The U.S. intelligence community’s failure to adapt from a decades-old Cold War organizational system to face new post–Cold War threats left the country vulnerable to large-scale terrorist operations such as the Sept.11, 2001, attacks on the World Trade Center and Pentagon, according to author Amy Zegart, a professor of public policy at the UCLA School of Public Affairs. Six years later, she says, not much has changed.
In her newly published book, “Spying Blind: The CIA, the FBI and the Origins of 9-11” (Princeton University Press), Zegart argues that deeply rooted organizational problems, not individuals, led inevitably to Sept. 11 and that the worst deficiencies still remain.
“If ever we would expect to find a catalyst to transform the U.S. Intelligence Community, the worst terrorist attacks should be it,” Zegart writes in her book, the product of personal interviews with more than 60 current and former government officials and close analysis of numerous unclassified documents and more than 300 intelligence reform recommendations.
“There is no longer any doubt of the failure of our intelligence agencies in the years following the Cold War,” said Thomas H. Kean, chairman of the 9/11 commission. “Amy Zegart has examined the reasons for this failure, in addition to the well-meaning but mistaken attempts to address the problem.”

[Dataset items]

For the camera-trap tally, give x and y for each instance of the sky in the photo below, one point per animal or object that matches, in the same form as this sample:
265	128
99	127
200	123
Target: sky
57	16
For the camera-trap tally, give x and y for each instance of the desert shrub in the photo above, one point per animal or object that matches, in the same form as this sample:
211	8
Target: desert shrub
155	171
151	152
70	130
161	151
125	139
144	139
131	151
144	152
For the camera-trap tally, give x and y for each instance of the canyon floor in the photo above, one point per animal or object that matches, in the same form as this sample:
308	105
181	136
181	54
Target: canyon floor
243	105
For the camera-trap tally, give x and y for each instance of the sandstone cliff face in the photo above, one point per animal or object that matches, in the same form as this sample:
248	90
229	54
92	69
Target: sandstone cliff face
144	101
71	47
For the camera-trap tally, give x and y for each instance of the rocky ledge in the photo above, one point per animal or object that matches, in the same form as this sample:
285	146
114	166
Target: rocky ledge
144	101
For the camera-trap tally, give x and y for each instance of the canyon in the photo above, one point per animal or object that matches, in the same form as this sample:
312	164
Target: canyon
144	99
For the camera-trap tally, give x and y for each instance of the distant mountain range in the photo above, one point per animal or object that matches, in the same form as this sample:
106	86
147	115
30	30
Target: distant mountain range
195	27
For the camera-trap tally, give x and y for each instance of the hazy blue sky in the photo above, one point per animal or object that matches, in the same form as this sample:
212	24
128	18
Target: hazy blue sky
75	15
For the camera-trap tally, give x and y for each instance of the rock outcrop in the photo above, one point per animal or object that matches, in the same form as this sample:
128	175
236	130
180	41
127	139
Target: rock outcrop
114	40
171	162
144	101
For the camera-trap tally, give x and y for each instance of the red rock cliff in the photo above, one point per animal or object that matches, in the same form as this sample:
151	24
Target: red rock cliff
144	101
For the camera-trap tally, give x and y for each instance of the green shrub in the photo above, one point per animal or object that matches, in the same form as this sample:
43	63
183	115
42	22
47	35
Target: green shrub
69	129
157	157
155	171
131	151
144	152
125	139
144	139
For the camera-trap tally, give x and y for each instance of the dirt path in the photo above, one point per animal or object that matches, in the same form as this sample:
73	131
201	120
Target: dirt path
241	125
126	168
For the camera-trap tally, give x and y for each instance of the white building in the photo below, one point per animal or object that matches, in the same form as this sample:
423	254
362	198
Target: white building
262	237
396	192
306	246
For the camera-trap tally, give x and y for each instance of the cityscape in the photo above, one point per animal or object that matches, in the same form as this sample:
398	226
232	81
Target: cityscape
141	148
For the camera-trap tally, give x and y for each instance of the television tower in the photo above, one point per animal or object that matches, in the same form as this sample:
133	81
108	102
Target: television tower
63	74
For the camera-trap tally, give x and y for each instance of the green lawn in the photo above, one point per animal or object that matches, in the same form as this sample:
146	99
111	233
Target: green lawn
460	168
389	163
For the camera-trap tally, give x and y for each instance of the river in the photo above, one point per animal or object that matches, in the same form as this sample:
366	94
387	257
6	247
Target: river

Questions to answer =
1. According to the article on Zegart's book, what was her book the product of? List each source it names.
2. What position does Thomas H. Kean hold, according to the article on Zegart's book?
3. Please output the portion of the article on Zegart's book starting with "In her newly" and going on through "intelligence reform recommendations.".
The listing has no connection to the article on Zegart's book.

Set of answers =
1.
- Personal interviews with more than 60 current and former government officials
- Close analysis of numerous unclassified documents
- More than 300 intelligence reform recommendations

2. He is chairman of the 9/11 commission.

3.
In her newly published book, “Spying Blind: The CIA, the FBI and the Origins of 9-11” (Princeton University Press), Zegart argues that deeply rooted organizational problems, not individuals, led inevitably to Sept. 11 and that the worst deficiencies still remain.
“If ever we would expect to find a catalyst to transform the U.S. Intelligence Community, the worst terrorist attacks should be it,” Zegart writes in her book, the product of personal interviews with more than 60 current and former government officials and close analysis of numerous unclassified documents and more than 300 intelligence reform recommendations.